- [Instructions for the task]:
Give the lines from the start of the rows through the line containing "box: [401, 237, 566, 392]", inclusive, as a Markdown table with the columns Number and Line, leaving out blank lines.

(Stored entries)
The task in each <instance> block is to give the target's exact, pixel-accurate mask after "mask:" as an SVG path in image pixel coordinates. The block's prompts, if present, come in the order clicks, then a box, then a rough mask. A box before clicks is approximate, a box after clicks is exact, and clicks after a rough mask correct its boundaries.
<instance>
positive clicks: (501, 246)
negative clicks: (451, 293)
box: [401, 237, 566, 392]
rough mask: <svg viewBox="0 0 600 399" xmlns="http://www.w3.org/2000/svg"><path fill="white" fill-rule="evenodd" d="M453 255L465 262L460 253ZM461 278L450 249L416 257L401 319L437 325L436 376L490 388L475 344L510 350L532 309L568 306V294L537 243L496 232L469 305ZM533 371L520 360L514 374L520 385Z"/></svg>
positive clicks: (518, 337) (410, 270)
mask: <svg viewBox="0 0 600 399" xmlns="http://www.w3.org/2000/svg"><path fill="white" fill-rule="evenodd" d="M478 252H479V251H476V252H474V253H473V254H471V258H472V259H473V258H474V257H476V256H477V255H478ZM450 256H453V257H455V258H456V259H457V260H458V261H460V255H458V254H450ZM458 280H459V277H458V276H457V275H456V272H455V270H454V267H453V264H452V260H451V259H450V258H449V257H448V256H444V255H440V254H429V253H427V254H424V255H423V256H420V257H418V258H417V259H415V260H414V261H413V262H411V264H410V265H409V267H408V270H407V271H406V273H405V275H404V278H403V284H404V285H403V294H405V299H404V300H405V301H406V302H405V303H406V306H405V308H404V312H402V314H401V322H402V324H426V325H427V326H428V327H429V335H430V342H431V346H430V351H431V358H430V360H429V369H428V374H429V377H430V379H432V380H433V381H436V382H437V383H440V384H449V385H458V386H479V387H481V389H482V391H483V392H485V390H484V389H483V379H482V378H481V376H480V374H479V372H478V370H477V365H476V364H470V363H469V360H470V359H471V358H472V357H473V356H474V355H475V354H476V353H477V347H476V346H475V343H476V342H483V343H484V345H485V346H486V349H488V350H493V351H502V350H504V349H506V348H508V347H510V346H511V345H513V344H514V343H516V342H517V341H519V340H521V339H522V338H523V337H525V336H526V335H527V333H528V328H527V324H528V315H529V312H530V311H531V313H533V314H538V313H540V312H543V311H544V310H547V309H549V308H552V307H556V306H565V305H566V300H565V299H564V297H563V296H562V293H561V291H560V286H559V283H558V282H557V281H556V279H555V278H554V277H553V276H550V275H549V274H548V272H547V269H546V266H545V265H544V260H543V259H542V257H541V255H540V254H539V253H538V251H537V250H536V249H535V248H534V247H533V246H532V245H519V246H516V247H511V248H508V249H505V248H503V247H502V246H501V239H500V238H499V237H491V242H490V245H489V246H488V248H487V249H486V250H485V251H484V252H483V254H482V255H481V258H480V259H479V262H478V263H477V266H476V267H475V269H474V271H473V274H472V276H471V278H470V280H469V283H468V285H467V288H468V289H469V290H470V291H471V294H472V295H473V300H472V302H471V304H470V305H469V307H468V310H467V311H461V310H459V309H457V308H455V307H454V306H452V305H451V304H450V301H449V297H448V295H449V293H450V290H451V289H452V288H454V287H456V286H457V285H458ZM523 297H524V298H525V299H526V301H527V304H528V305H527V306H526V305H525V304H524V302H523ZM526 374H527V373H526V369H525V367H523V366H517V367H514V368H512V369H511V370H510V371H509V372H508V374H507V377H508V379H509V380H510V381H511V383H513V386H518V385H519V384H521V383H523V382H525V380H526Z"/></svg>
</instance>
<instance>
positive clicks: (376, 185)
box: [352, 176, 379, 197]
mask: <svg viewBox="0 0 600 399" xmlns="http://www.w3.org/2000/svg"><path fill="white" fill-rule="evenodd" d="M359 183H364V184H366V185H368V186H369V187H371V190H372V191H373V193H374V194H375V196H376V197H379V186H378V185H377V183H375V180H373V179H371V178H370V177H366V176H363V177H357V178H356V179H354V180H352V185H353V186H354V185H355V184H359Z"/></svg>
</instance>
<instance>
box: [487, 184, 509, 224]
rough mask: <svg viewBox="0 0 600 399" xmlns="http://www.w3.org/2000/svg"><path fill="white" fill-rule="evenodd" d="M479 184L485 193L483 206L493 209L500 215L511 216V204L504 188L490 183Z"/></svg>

- [Solution to this problem]:
| Number | Line |
|---|---|
| 1 | The task in each <instance> block is to give the target's exact, pixel-accurate mask after "mask:" as an SVG path in image pixel coordinates. The block's prompts, if present, come in the order clicks, then a box, then a rough mask. A box before clicks is approximate, a box after clicks is exact, and clicks after a rough mask correct its boundaries. |
| 2 | <instance> |
| 3 | positive clicks: (501, 246) |
| 4 | negative clicks: (451, 293) |
| 5 | box: [401, 237, 566, 392] |